Point-per-instance localization data

*-*-*

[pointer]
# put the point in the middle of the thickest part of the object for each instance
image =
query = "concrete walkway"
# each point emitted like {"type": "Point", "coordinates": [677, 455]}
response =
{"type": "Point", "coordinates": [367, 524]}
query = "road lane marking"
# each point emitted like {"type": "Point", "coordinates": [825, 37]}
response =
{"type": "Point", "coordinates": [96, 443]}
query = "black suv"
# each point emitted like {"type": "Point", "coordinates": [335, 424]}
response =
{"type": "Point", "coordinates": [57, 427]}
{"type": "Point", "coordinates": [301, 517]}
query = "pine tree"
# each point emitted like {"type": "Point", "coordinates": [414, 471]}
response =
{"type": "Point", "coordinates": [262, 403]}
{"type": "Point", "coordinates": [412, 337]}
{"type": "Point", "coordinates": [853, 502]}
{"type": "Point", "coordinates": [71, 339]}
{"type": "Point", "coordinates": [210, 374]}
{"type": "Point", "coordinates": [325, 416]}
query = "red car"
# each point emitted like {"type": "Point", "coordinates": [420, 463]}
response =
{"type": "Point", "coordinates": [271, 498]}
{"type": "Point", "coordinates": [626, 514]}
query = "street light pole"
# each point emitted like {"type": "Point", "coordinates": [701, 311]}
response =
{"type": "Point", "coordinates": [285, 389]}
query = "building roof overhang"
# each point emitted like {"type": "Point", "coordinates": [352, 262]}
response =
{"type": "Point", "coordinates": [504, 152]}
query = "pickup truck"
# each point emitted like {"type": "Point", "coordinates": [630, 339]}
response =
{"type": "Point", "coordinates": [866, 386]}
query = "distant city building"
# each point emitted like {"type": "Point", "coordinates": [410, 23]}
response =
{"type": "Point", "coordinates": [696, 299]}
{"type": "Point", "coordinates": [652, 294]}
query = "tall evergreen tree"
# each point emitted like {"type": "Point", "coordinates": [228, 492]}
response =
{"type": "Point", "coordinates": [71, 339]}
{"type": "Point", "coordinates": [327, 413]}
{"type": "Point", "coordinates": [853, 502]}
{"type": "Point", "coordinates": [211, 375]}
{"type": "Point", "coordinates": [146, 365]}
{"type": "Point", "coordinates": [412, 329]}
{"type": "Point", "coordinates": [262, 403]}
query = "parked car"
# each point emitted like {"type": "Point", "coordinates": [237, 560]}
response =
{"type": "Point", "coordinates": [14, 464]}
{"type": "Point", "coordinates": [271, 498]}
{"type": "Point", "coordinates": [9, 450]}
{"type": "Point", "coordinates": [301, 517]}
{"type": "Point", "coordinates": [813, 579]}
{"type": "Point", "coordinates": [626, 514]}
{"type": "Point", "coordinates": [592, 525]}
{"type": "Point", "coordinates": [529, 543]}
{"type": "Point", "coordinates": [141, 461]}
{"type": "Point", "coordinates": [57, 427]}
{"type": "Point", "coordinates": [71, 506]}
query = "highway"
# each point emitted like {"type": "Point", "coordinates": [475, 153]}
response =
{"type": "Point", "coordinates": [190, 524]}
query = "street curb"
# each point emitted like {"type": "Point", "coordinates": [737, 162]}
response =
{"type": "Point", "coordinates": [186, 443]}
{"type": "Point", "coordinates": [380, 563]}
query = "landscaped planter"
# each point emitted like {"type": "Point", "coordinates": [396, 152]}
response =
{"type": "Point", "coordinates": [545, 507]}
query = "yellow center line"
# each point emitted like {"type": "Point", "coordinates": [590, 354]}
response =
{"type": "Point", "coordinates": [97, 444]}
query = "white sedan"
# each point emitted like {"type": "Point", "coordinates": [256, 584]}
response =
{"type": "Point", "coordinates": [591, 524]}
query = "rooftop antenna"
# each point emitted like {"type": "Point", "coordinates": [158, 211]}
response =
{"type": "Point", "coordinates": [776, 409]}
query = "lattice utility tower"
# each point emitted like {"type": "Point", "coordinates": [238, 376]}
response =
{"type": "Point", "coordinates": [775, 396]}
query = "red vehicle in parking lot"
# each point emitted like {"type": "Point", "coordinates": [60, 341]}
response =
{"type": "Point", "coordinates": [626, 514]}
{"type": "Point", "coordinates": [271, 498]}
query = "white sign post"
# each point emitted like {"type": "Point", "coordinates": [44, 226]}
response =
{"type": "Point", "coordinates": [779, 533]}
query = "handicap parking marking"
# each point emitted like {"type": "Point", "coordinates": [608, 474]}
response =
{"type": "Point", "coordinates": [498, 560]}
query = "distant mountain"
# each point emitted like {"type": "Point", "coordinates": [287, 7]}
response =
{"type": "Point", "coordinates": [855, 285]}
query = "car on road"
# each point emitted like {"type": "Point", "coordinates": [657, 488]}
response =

*-*-*

• _Task_
Go through the entries and return each line where the word "white" occurs.

• _Solution to this problem_
query = "white sedan"
query = "white sign post"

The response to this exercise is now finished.